TO DO -
Using the entries below, quote exactly the span of lines that begins with the line containing "the grass lawn" and ends with the final line.

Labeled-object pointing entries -
++++
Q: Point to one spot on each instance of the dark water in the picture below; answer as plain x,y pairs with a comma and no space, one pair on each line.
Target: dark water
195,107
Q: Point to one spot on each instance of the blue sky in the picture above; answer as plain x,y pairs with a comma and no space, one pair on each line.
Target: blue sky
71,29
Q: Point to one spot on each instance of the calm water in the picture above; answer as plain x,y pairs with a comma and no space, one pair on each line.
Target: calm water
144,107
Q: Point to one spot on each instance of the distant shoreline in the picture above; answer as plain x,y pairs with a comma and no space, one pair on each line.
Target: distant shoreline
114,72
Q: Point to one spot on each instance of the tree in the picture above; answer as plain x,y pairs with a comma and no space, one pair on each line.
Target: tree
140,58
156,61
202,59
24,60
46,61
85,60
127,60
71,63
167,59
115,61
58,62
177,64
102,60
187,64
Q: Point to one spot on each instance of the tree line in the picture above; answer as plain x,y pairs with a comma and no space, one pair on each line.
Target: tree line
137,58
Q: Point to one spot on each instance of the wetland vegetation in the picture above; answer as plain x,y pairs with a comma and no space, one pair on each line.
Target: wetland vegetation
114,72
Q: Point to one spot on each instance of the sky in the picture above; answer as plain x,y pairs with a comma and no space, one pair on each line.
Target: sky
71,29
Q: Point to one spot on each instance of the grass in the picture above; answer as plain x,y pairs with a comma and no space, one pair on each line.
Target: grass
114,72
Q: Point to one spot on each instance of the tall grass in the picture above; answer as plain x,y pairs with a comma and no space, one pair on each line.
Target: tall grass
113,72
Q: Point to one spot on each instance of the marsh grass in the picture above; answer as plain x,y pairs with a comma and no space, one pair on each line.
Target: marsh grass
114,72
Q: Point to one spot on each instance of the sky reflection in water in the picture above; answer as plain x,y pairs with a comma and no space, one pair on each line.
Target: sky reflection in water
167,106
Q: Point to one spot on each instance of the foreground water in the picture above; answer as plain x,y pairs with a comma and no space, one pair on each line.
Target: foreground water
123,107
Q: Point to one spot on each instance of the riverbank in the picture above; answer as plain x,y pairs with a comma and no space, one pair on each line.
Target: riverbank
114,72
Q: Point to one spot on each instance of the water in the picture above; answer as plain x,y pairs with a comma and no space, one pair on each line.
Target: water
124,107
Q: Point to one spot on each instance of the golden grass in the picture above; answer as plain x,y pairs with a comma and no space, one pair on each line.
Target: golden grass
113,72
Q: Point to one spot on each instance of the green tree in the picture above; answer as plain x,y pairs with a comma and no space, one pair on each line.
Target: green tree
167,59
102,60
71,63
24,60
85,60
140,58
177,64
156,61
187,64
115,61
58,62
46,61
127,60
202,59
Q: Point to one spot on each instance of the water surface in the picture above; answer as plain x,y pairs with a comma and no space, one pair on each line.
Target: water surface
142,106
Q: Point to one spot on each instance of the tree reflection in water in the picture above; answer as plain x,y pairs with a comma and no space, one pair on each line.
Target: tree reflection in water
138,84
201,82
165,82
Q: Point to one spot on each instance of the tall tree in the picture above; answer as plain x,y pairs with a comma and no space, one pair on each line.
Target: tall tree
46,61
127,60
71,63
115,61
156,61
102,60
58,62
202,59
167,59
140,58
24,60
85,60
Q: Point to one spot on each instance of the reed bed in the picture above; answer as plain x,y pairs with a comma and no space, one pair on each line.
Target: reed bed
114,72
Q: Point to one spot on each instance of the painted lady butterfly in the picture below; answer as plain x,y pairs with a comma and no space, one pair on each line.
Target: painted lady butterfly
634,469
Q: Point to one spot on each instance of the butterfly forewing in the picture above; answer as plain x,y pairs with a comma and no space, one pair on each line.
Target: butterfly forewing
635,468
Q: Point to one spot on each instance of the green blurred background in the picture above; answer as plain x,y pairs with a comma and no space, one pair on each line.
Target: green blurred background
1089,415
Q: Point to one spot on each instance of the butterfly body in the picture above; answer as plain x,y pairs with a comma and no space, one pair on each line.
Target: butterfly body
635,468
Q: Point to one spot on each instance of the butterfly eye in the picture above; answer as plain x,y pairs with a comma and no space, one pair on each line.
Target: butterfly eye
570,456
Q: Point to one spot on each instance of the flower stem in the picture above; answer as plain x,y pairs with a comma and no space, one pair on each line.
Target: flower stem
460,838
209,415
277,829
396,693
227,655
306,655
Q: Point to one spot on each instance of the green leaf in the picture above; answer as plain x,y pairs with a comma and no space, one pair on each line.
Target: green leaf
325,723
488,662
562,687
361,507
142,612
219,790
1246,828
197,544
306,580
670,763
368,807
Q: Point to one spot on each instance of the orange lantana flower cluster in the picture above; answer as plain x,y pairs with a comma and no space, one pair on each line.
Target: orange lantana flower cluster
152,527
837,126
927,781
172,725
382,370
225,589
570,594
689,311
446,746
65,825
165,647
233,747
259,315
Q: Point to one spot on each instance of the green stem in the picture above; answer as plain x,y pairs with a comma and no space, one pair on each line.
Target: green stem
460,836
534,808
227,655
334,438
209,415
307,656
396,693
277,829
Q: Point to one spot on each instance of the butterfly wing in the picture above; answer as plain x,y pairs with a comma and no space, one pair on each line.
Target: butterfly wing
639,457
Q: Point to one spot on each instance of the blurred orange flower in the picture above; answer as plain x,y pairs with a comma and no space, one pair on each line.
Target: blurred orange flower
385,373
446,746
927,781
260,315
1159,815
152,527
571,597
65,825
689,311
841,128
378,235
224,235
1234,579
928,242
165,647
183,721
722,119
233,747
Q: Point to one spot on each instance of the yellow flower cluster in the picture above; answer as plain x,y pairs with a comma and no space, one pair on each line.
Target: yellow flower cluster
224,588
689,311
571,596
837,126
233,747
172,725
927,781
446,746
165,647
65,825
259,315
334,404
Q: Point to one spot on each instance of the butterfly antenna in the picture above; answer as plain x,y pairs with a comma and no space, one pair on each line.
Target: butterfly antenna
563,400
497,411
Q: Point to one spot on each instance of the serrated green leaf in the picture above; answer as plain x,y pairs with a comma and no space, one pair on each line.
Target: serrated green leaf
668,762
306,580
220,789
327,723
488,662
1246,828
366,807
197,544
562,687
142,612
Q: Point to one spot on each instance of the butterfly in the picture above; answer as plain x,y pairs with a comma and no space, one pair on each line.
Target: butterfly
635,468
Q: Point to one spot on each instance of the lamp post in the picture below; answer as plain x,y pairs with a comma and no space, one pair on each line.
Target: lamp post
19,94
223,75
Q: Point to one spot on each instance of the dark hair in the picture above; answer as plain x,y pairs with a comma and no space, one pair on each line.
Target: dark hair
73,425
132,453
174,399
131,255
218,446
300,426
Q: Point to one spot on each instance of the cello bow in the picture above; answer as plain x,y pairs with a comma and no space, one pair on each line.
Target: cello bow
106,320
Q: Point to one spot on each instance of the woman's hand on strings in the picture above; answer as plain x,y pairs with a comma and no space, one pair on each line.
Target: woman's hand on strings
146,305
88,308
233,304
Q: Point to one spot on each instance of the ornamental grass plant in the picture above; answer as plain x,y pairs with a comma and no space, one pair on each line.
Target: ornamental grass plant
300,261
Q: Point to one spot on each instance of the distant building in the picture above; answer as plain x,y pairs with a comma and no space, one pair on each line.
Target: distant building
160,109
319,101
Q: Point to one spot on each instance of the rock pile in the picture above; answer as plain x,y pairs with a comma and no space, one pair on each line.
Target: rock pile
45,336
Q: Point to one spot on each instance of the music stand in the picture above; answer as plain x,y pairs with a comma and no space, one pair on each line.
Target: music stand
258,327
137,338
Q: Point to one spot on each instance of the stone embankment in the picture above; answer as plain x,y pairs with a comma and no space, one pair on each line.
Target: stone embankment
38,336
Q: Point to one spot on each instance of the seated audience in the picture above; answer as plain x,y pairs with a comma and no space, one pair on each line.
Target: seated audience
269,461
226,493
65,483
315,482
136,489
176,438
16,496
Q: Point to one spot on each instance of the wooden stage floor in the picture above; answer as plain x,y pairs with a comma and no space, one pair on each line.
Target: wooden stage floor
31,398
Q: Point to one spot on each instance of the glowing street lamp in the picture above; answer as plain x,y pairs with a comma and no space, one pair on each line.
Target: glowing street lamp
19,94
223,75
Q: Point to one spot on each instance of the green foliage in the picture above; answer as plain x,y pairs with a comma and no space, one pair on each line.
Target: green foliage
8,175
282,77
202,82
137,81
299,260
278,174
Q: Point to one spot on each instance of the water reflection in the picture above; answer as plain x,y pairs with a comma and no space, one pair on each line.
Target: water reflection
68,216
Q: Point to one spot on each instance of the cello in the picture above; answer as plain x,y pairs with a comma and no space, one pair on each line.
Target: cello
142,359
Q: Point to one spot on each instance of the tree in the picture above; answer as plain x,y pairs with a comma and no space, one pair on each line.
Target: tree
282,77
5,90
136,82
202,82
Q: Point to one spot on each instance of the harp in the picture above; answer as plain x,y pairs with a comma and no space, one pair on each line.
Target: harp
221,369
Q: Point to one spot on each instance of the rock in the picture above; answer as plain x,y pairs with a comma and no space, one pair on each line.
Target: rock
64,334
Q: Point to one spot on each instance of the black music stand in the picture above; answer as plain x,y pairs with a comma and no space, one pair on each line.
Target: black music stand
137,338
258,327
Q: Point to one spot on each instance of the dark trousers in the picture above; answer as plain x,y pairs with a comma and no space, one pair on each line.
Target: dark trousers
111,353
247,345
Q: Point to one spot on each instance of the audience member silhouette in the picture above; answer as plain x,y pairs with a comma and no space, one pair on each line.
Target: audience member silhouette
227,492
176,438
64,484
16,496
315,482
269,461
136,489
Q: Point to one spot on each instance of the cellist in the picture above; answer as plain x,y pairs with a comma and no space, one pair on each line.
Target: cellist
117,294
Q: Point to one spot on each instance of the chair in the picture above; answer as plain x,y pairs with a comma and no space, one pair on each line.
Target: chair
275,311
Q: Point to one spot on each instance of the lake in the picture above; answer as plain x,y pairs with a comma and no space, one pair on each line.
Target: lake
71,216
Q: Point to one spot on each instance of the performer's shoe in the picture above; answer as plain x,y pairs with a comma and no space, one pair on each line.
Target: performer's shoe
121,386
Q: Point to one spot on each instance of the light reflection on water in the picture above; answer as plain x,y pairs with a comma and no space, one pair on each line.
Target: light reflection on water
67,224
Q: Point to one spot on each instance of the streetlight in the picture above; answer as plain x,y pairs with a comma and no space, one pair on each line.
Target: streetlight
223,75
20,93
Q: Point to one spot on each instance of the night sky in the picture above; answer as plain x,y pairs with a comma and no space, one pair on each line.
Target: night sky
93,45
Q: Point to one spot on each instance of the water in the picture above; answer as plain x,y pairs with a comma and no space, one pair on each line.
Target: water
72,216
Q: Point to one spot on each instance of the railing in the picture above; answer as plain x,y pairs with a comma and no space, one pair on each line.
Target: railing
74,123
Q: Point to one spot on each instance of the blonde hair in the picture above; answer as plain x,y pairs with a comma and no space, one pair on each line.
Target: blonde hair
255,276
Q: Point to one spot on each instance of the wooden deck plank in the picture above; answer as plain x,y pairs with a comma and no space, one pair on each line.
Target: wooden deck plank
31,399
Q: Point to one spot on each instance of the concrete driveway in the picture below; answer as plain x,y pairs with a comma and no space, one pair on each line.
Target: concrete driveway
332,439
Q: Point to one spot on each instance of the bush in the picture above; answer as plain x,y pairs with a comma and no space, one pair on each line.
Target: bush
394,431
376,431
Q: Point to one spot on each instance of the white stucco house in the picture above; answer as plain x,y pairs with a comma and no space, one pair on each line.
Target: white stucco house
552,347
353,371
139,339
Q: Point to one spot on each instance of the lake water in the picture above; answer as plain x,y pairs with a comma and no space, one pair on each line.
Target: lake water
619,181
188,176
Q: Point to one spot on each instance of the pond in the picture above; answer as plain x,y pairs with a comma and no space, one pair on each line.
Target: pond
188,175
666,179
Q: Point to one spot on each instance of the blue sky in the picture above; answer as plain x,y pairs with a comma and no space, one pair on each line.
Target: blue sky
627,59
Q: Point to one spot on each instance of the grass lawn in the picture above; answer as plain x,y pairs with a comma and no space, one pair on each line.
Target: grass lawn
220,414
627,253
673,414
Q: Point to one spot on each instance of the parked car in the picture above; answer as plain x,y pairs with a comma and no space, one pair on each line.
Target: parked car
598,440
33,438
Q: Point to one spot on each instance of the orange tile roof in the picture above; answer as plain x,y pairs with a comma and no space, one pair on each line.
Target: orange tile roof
++++
RESULT OF THIS TASK -
Q: Point to one spot on each instance of the grass lawn in the picture above; answer as plain x,y pairs with a comma and no space, one pair on each line.
Target: grass lawn
220,414
627,253
673,414
Q: Point to one spot on each instance of the parked car in the picture above; answer as plain x,y pairs with a comma and no space, one pair on each line.
Target: parked car
598,440
33,438
Q: Point to one spot on each instance of the orange tile roof in the picture above; answer as plain x,y pairs with a comma and no space, one pair on each line.
Target: orange tile roof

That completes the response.